(What the task requires): Please quote all of the lines below word for word, leaving the pictures out of your answer.

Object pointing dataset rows
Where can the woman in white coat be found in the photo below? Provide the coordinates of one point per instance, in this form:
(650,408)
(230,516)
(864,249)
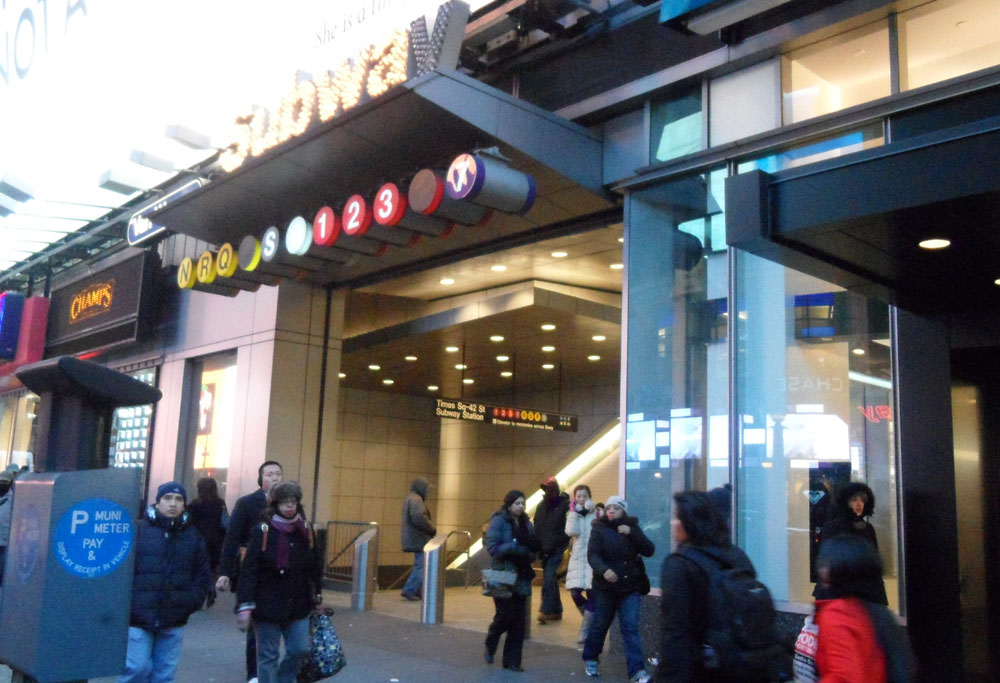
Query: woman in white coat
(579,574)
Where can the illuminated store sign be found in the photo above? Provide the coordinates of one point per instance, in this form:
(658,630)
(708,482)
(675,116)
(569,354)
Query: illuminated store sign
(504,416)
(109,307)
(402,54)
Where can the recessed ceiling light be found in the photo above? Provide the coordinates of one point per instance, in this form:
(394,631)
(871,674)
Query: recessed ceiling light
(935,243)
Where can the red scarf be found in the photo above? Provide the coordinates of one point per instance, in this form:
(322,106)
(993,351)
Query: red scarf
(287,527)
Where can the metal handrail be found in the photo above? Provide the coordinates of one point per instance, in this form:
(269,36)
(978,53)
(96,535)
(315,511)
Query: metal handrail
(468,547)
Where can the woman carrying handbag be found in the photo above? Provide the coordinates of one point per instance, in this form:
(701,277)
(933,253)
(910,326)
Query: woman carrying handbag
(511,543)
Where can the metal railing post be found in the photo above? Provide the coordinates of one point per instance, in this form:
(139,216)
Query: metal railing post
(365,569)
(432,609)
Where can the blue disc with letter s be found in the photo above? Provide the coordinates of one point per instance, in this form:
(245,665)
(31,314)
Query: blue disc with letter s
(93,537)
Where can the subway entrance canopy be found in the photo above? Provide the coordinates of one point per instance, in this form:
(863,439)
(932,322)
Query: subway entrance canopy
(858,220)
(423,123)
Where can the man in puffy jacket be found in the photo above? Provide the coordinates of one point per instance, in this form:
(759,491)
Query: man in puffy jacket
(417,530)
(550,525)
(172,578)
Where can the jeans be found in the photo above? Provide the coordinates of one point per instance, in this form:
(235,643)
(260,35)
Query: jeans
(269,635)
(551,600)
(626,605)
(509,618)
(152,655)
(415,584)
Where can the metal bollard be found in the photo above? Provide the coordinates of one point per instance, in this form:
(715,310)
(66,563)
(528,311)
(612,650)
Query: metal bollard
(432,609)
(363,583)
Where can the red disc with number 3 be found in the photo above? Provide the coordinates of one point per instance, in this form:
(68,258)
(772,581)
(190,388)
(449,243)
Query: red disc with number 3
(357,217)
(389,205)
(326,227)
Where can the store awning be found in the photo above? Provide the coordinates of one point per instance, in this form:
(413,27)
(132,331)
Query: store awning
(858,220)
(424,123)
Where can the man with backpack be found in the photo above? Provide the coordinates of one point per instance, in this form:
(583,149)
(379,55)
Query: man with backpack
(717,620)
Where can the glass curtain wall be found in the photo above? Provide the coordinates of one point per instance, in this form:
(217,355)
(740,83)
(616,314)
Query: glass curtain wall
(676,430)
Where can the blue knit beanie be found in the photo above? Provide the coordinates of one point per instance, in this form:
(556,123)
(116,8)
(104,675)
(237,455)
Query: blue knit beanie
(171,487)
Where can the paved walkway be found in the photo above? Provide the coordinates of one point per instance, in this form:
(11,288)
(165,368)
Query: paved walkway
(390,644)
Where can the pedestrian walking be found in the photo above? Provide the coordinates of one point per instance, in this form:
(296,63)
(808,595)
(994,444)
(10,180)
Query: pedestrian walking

(Answer to the problem):
Where can the woman in white coat be found in the photo below? Provide the coordinates of one point per instance, in this form:
(650,408)
(230,516)
(864,249)
Query: woman in white coat
(579,574)
Where can the illuminated store sign be found in the photo above? Provide the coordinates of one point per instance, in this form:
(658,630)
(708,482)
(675,116)
(569,354)
Query: illuminated store sign
(504,416)
(109,307)
(402,54)
Where can the recessed ceiling light be found in the photo above? Provide the coordinates of one point per instance, in this form:
(394,631)
(871,674)
Query: recessed ceiling light
(935,243)
Where can the red scarf be found in the photo above? Provide the coordinates of one point per instance, in this form:
(322,106)
(993,351)
Query: red scarf
(287,527)
Where can the metal handrail be found in the photo above? Provide the coordinates of one point per instance, in this form:
(269,36)
(978,53)
(96,535)
(315,511)
Query: metal handrail
(468,547)
Where can the woman carrying handbag be found in the photo above? Provide the coordinates of one point per instance, in this form:
(701,277)
(933,253)
(910,326)
Query: woman carrying handbag
(511,543)
Where can the metal railing post be found in the photo above? Provide the coordinates of one point per instance, in this form:
(139,216)
Query: metal railing post
(365,569)
(432,609)
Where can the blue disc with letter s be found in the photo above? Provide the coordinates of one point per instance, in this form:
(245,665)
(31,314)
Query: blue disc with letter s
(93,537)
Where can the subway entrance canopy be found in the photo above? Provide the coordinates of one point per instance, in this form:
(863,439)
(932,322)
Query: subway entrance canopy
(858,220)
(423,123)
Where can the man in puffy jacket be found in the photo above? Provide the coordinates of one point per instance, in this form:
(759,491)
Query: man in puffy jacket
(417,530)
(550,525)
(172,578)
Where can the jeans be found in the photo above? Provide the coordinates of one point per instance, in this form:
(235,643)
(260,35)
Query: jeans
(269,635)
(551,600)
(626,605)
(509,618)
(152,655)
(415,584)
Where can the metal bollard be found in the photo above? Provide the coordinates of one point per instance, in this form:
(715,310)
(66,563)
(528,311)
(612,650)
Query: metal bollard
(432,609)
(363,583)
Where can the red disc with number 3 be found in the photo above? Provide the coordinates of one point per instance, in this form:
(68,258)
(772,581)
(190,388)
(449,243)
Query: red disc with number 3
(357,217)
(389,205)
(326,227)
Where can the store awning be found in the photo above? Provide the coordinates of one point per instance, in this form:
(413,27)
(132,331)
Query: store awning
(858,220)
(424,123)
Where can the man with backpack be found in the photo above? Provide the coordinates of one point per instance, in this form:
(583,149)
(379,55)
Query: man with backpack
(717,620)
Where can the glass curtain wall be found in the photo above? Provide the coordinates of one point per instance, in this form:
(217,355)
(740,83)
(616,314)
Query: glass curtain wall
(676,430)
Where can the blue knit beanie be found in the photo above? Provide the coordinates of one point per instance, in this form:
(556,123)
(116,8)
(104,675)
(237,455)
Query: blue knit beanie
(171,487)
Where can the paved walkway be found in the photo above? Provide the coordinates of one point per instance, in this form:
(11,288)
(165,368)
Query: paved walkway
(390,644)
Where can the pedestrian walking be found in the photo above? Provide the coordinates of one point per instance, in this form:
(296,63)
(808,595)
(994,444)
(10,180)
Query: pedestrian walking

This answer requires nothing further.